** begin **
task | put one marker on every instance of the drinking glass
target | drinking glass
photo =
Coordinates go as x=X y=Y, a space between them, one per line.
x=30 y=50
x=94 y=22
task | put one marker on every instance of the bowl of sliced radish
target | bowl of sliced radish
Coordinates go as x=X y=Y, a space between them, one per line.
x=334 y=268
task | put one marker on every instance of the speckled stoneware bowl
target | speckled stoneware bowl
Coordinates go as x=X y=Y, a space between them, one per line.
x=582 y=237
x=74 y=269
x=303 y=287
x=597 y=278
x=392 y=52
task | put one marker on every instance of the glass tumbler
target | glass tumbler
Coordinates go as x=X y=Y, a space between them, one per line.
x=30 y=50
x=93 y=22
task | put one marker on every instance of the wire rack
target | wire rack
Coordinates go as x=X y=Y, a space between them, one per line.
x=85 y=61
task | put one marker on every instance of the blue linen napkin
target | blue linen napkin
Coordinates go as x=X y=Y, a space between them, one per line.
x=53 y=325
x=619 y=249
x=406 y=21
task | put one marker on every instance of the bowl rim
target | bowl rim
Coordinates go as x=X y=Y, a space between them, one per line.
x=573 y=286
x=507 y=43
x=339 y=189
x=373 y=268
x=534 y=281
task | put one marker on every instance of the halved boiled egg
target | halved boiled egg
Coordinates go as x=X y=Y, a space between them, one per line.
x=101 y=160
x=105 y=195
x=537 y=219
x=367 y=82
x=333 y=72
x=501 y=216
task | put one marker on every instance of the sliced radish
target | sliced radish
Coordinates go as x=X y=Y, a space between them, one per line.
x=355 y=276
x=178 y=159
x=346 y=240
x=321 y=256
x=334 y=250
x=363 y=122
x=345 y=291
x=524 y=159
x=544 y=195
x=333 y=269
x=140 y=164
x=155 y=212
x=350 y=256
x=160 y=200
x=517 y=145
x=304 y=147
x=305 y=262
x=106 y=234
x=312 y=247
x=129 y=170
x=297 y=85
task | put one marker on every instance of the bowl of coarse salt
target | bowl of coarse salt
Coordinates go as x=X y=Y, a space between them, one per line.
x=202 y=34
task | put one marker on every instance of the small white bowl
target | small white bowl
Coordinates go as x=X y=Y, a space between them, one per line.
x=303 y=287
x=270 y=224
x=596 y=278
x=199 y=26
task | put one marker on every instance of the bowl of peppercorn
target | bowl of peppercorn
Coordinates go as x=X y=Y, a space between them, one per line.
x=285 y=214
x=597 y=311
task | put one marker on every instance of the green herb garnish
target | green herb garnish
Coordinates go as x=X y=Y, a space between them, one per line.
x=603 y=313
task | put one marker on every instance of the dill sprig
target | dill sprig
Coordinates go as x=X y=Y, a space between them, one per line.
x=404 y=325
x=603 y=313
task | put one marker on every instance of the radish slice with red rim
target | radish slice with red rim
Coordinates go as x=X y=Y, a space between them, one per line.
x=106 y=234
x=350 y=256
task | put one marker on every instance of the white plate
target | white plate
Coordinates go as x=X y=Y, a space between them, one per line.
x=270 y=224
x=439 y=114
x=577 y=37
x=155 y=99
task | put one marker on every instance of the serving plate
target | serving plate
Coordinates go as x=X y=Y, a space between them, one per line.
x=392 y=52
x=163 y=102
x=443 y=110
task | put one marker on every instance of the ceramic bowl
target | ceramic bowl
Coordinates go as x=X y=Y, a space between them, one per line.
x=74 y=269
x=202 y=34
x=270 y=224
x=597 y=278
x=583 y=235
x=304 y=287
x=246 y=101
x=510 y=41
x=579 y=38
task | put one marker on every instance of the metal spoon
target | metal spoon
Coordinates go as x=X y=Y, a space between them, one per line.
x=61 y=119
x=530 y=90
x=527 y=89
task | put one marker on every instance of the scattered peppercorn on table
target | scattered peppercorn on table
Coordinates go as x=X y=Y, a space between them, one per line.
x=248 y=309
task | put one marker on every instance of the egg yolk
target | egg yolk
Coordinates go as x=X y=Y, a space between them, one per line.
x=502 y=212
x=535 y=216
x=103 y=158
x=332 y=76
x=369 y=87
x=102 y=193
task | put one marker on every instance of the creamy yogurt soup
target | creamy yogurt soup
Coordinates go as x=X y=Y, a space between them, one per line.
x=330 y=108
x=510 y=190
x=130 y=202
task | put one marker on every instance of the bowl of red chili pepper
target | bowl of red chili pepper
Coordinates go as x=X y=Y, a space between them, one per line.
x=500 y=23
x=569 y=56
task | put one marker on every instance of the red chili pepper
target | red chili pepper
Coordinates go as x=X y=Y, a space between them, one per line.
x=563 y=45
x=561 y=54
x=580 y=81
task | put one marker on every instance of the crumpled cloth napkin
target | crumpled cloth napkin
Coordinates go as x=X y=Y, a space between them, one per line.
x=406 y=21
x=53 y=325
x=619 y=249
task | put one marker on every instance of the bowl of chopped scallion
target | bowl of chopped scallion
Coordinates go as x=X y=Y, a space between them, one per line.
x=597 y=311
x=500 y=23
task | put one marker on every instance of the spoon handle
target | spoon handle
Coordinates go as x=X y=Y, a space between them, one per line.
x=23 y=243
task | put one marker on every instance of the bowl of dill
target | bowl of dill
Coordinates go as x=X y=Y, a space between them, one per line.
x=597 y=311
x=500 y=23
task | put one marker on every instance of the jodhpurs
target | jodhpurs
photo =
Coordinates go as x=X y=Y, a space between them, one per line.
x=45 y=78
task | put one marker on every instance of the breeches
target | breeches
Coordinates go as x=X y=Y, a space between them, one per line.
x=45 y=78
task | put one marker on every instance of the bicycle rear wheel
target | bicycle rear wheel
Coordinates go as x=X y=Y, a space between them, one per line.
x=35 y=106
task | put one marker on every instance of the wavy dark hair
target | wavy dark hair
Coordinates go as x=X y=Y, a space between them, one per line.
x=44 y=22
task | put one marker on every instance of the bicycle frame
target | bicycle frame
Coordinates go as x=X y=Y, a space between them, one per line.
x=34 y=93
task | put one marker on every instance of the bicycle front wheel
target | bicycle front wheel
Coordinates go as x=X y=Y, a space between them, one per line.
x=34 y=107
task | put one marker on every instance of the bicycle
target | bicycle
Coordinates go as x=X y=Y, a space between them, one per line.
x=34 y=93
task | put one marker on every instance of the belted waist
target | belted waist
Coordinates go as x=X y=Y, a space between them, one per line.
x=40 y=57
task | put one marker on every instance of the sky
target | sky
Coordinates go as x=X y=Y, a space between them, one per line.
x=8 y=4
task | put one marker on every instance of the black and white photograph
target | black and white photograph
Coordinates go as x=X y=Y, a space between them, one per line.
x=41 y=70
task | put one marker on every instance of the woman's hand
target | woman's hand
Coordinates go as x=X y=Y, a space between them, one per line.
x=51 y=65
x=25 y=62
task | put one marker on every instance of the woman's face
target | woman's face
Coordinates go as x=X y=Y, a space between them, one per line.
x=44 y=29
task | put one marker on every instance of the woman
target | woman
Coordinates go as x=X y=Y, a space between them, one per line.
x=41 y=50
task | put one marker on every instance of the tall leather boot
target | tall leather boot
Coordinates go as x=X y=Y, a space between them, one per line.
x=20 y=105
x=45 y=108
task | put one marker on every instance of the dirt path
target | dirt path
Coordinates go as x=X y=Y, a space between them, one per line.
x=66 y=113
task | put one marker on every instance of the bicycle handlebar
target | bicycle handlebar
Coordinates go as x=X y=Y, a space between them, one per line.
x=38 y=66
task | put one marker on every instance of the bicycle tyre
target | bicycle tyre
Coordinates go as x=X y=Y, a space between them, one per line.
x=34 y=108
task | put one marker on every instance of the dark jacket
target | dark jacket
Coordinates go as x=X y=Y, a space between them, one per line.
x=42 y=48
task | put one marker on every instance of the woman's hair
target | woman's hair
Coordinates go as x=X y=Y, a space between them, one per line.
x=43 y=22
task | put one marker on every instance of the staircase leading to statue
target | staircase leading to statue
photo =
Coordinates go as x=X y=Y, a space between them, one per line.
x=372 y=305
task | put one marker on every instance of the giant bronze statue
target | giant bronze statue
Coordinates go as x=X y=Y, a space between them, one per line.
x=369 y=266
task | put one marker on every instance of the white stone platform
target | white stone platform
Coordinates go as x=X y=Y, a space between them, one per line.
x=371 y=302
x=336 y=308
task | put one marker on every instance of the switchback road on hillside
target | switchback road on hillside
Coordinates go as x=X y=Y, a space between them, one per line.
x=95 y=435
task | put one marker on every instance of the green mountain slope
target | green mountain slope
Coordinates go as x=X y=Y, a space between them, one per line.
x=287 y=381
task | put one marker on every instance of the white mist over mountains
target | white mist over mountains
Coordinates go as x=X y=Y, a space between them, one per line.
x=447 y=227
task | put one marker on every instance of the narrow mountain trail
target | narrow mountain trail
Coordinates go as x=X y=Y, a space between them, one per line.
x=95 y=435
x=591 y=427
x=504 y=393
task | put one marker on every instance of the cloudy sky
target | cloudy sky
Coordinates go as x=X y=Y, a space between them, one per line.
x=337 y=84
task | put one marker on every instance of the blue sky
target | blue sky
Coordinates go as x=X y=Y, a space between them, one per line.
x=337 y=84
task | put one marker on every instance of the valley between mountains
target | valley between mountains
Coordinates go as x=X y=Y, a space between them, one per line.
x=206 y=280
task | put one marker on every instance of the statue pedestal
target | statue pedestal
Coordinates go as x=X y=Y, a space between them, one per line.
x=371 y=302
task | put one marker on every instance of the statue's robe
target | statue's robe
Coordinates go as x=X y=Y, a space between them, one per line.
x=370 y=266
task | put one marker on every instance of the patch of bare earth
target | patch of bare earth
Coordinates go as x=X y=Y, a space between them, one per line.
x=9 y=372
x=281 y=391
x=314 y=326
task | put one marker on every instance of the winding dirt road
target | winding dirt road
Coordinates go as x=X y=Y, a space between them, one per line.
** end **
**Directions for this task**
Copy out the records verbatim, from the line with "the blue linen napkin" up to and including the line with "x=534 y=281".

**Written solution**
task | put one marker on every instance of the blue linen napkin
target | blue linen napkin
Coordinates go as x=X y=Y, a space between them, one per line.
x=53 y=325
x=619 y=249
x=406 y=21
task | put one marker on every instance of the bowl rim
target | bowl rim
Coordinates go as x=X y=Y, a space between them, one per line.
x=573 y=286
x=507 y=43
x=339 y=189
x=373 y=268
x=534 y=281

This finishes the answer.